__Given task A__. Reproduce, word for word, the stretch of the post on checking out publishers from "I’ve narrowed down" through "stage–checking out editors.".

__Passage given__.

+ + + + + + +

Tag Archives: publishers

Checking Out Publishers, Part 2

I’ve narrowed down the pool–it’s pretty shallow at this point, which is the way it should be. Now, beyond checking out sales rank, I’m into the next stage–checking out editors.

At this point, I’m eternally grateful for Amazon’s ‘Look Inside’ feature, because it saves me a pile of money. (Blatant plug here –> 😀 )51QId7+dWeL__BO2,204,203,200_PIsitb-sticker-v3-big,TopRight,0,-55_SX278_SY278_PIkin4,BottomRight,1,22_AA300_SH20_OU01_

Find a bunch of recent books by a publisher under consideration–recent because editors move around a lot and you want to get an idea of what the current editorial staff is like. It’s best if you can find books that are in your genre. If you write contemporary romance, then you want to look at the contemporary romance editors; scifi, you look at scifi editors.

Then, look them up on Amazon.

Within a couple of pages, you should be able to tell if the editor is going to be able to catch things that you don’t notice when self-editing. Or you may be aghast at the quality of the work and wonder how it got out there. Or, if you’re lucky, you may end up making some purchases.

+ + + + + + +

__Given task B__. List every line of the entries below that holds the string "white". Case counts.

[Location labeling records]
+ + + + + + +

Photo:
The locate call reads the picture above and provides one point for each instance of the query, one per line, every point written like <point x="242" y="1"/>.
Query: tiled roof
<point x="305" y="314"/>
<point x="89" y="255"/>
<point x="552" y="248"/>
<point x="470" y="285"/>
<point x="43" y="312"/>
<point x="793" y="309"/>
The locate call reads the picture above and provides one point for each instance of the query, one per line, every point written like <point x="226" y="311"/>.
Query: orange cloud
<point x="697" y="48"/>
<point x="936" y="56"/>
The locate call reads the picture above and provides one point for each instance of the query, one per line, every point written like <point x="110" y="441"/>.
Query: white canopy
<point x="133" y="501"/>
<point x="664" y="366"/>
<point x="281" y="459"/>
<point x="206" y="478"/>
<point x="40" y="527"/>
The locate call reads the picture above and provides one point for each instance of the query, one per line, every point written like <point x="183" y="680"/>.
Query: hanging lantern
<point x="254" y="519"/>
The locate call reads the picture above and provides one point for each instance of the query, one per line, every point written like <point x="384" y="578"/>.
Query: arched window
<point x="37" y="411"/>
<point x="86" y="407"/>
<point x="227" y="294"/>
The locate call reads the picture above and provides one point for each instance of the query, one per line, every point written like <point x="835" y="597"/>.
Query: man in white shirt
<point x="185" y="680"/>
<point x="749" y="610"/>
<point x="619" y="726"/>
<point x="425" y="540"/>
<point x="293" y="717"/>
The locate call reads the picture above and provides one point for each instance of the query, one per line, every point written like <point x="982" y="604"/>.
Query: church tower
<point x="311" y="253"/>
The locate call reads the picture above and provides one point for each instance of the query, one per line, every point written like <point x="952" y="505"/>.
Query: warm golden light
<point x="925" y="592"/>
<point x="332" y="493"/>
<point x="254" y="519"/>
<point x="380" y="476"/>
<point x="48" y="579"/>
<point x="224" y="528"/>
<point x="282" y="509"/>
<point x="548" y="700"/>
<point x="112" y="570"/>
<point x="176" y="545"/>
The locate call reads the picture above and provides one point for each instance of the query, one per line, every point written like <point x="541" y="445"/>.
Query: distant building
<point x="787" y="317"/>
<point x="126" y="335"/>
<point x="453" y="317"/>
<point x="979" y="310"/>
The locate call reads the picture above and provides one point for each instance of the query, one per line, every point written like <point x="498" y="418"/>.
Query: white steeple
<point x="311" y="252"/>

+ + + + + + +

__Exercise response A__.
I’ve narrowed down the pool–it’s pretty shallow at this point, which is the way it should be. Now, beyond checking out sales rank, I’m into the next stage–checking out editors.

__Exercise response B__.
Query: white canopy
Query: man in white shirt
Query: white steeple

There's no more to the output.